• **Short exercise 1**:
Reproduce verbatim a passage from the KIP-905 broker interceptors thread. Begin at the words "I had doubts" and stop after "the custom interceptor.".
• **Short exercise 2**:
In the KIP-905 broker interceptors thread, which existing broker component does Ivan Yurchenko name as already running custom code in the hot path of message handling?
• **Short exercise 3**:
Continue the KIP-905 broker interceptors thread from its last sentence.

## begin Article

Re: Re: [DISCUSS] KIP-905: Broker interceptors

2023-10-23 Thread Andrew Otto
FWIW, this would be very useful for the Wikimedia Foundation's Event
Platform.  We have some requirements

for our event stream producers, and not having to re-implement this logic
in multiple programming languages and frameworks would be really nice.

I had doubts about making brokers more complex as well, but
> One benefit of pluggable interceptors is that they don't affect users who
don't need and don't use them, so the Kafka robustness remains at the
baseline

were my thoughts too.  This is an opt-in feature.

It would be nice if there was configuration to includelist or
excludelist certain topics from passing through the interceptor logic.  I
suppose the custom interceptor implementation could just pass if the topic
shouldn't be intercepted.  But I think I'd prefer if custom code execution
could be avoided for certain topics, just in case there is a bug deployed
in the custom interceptor.





On Fri, Oct 20, 2023 at 11:19 AM Ivan Yurchenko  wrote:

> Hi David and Ahmed,
>
> First, thank you David for the KIP. It would be very valuable for multiple
> use cases. Products like Conduktor Gateway [1] validate the demand and
> offer many potential use cases [2].
>
> Now, I understand Ahmed's concerns about possible in-band interruptions,
> the are valid. However, certain use cases cannot be handled without
> intercepting the request flow to Kafka brokers (for example, the
> broker-side schema validation.) A number of open source and proprietary
> proxy solutions exist and they have their user base, for which the benefits
> outweigh the risks. In the current state, the broker itself already has
> injection points for custom code executed in the hot path of message
> handling, namely the Authorizer.
>
> One benefit of pluggable interceptors is that they don't affect users who
> don't need and don't use them, so the Kafka robustness remains at the
> baseline. Those who need this functionality, can make their conscious
> decision. So to me it seems this will be positive to Kafka community and
> ecosystem.
>
> Best regards,
> Ivan
>
> [1] https://docs.conduktor.io/gateway/
> [2] https://marketplace.conduktor.io/
>
> On 2023/02/10 16:41:01 David Mariassy wrote:
> > Hi Ahmed,
> >
> > Thanks for taking a look at the KIP, and for your insightful feedback!
> >
> > I don't disagree with the sentiment that in-band interceptors could be a
> > potential source of bugs in a cluster.

## end Article
## begin Material shown

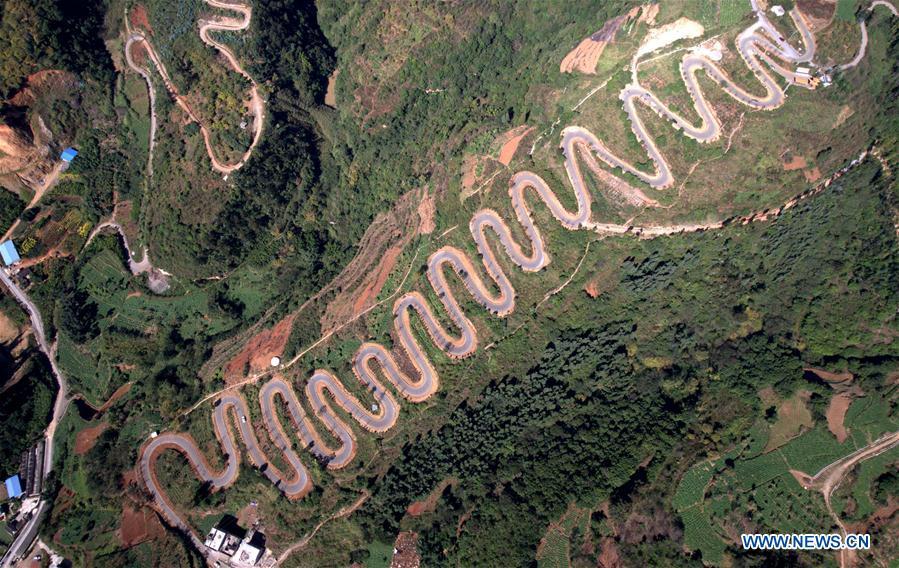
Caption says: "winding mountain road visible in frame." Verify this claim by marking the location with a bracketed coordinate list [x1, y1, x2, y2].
[0, 268, 71, 568]
[134, 0, 856, 534]
[140, 0, 899, 552]
[839, 0, 899, 71]
[125, 0, 265, 174]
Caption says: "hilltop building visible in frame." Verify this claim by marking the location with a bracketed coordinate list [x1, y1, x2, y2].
[793, 67, 821, 89]
[203, 515, 266, 568]
[203, 515, 247, 556]
[0, 241, 22, 266]
[4, 475, 25, 499]
[59, 148, 78, 163]
[232, 531, 265, 566]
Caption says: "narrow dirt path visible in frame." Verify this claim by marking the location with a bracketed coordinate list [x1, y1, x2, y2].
[140, 0, 896, 556]
[125, 0, 265, 174]
[839, 0, 899, 71]
[790, 432, 899, 567]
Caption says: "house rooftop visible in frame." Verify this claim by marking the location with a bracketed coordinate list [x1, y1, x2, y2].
[0, 241, 21, 266]
[5, 475, 23, 499]
[59, 148, 78, 162]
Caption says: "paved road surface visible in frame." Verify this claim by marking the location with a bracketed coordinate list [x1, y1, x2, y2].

## end Material shown

• **Final answer 1**:
I had doubts about making brokers more complex as well, but
> One benefit of pluggable interceptors is that they don't affect users who
don't need and don't use them, so the Kafka robustness remains at the
baseline

were my thoughts too.  This is an opt-in feature.

It would be nice if there was configuration to includelist or
excludelist certain topics from passing through the interceptor logic.  I
suppose the custom interceptor implementation could just pass if the topic
shouldn't be intercepted.  But I think I'd prefer if custom code execution
could be avoided for certain topics, just in case there is a bug deployed
in the custom interceptor.

• **Final answer 2**:
The Authorizer.

• **Final answer 3**:
> >
> > Having said that, I don't necessarily think that an in-band interceptor
> is
> > significantly riskier than an out-of-band pre-processor. Let's take the
> > example of platform-wide privacy scrubbing. In my opinion it doesn't
> really
> > matter if this feature is deployed as an out-of-band stream processor app
> > that consumes from all topics OR if the logic is implemented as an in-ban
> > interceptor. Either way, a faulty release of the scrubber will result in
> > the platform-wide disruption of data flows. Thus, I'd argue that from the
> > perspective of the platform's overall health, the level of risk is very
> > comparable in both cases. However in-band interceptors have a couple of
> > advantages in my opinion:
> > 1. They are significantly cheaper (don't require duplicating data between
> > raw and sanitized topics. There are also a lot of potential savings in
> > network costs)
> > 2. They are easier to maintain (no need to set up additional
> infrastructure
> > for out-of-band processing)
> > 3. They can provide accurate produce responses to clients (since there is
> > no downstream processing that could render a client's messages invalid
> > async)
> >
> > Also, in-band interceptors could be as safe or risky as their authors
> > design them to be. There's nothing stopping someone from catching all
> > exceptions in a `processRecord` method, and letting all unprocessed
> > messages go through or sending them to a DLQ. Once the interceptor is
> > fixed, those unprocessed messages could get re-ingested into Kafka to
> > re-attempt pre-processing.
> >
> > Thanks and happy Friday,
> > David
> >
> >
> >
> >
> >
> > On Fri, Feb 10, 2023 at 8:23 AM Ahmed Abdalla 
> > wrote:
> >
> > > Hi David,
> > >
> > > That's a very interesting KIP and I wanted to share my two cents. I
> believe
> > > there's a lot of value and use cases for the ability to intercept,
> mutate
> > > and filter Kafka's messages, however I'm not sure if trying to achieve
> that
> > > via in-band interceptors is the best approach for this.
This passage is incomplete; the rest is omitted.